Exercise brief: Reproduce the material below, swapping every "Practice" for "Exercise" and keeping everything else unchanged.

(Excerpts from point annotation data)
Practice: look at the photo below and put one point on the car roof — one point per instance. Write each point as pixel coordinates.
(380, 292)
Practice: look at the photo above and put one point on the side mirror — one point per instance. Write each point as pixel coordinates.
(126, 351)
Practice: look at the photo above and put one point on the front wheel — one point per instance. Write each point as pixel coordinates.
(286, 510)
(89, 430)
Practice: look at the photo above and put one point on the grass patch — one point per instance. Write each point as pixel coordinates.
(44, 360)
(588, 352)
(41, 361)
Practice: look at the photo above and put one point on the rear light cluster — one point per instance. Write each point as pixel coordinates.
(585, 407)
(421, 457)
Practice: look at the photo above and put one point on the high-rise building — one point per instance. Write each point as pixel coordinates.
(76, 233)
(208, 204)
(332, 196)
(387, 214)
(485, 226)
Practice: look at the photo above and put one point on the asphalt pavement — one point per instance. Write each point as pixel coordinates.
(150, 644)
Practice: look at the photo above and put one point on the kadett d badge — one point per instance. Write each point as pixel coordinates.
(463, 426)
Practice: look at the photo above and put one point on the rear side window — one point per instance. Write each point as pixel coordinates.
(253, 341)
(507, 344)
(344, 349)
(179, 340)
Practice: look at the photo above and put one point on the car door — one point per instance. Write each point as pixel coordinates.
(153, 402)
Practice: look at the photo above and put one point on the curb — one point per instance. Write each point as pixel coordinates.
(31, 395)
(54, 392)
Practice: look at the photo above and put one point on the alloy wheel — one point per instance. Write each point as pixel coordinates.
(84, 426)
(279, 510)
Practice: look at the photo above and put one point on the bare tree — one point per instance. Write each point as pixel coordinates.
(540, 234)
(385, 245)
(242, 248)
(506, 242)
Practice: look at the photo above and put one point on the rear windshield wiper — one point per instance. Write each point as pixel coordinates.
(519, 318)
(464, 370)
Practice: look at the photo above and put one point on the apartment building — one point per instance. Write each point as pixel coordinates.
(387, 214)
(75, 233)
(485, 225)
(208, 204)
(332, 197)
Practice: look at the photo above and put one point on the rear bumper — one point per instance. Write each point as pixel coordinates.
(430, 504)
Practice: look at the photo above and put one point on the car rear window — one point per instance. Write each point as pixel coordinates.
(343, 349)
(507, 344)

Task answer:
Exercise: look at the photo below and put one point on the car roof — one point per instance. Write each point as pixel coordinates.
(380, 292)
Exercise: look at the photo above and put one point on the side mirror — one point per instance. Write each point as pixel coordinates.
(126, 351)
Exercise: look at the photo above and put one point on the front wheel — one point per instance. Write each point as pixel coordinates.
(286, 510)
(89, 430)
Exercise: look at the photo above and put one point on the grass patch — one point per instance. Write each point as pixel coordinates.
(44, 360)
(588, 352)
(41, 361)
Exercise: look at the photo above and put one point on the rear light cluster — one point per instance. Write each point as pixel coordinates.
(585, 407)
(421, 457)
Exercise: look at the photo above and put one point on the high-rise building — one point per instance. Write each point as pixel coordinates.
(76, 233)
(208, 204)
(332, 196)
(387, 214)
(485, 226)
Exercise: look at the photo above and put one point on the asphalt pavement — one point per instance. Write each point as pixel coordinates.
(150, 644)
Exercise: look at the photo above and put one point on the kadett d badge — one point per instance. Write each point as pixel coordinates.
(463, 426)
Exercise: look at the photo above and put one point on the rear side window — one point per instance. Write each point as pixel coordinates.
(253, 341)
(507, 344)
(344, 349)
(179, 340)
Exercise: look at the photo above and put one point on the car door — one point per instance. Write each point as pixel coordinates.
(153, 402)
Exercise: look at the photo above and put one point on the curb — one point per instance. Write each point as pixel coordinates.
(31, 395)
(54, 392)
Exercise: look at the photo above and put one point on the alloy wheel — one point per instance. Write each point as pixel coordinates.
(84, 426)
(279, 510)
Exercise: look at the photo above and put one point on the bare tree — one point per instance. Write each point as pixel coordinates.
(540, 234)
(385, 245)
(242, 248)
(506, 242)
Exercise: look at the photo above and put one point on the rear windshield wiper — one point per instance. Write each point as pixel coordinates.
(519, 318)
(464, 370)
Exercise: look at the photo above and put one point on the apartment building — one point per instance. Write each point as pixel coordinates.
(387, 214)
(75, 233)
(485, 225)
(208, 204)
(332, 197)
Exercise: look at the photo above and put one point on the rear bumper — one point per instance. Write each point as pixel coordinates.
(430, 504)
Exercise: look at the photo above and put one point on the car rear window — one point per instance. Write each point as pixel coordinates.
(343, 349)
(507, 344)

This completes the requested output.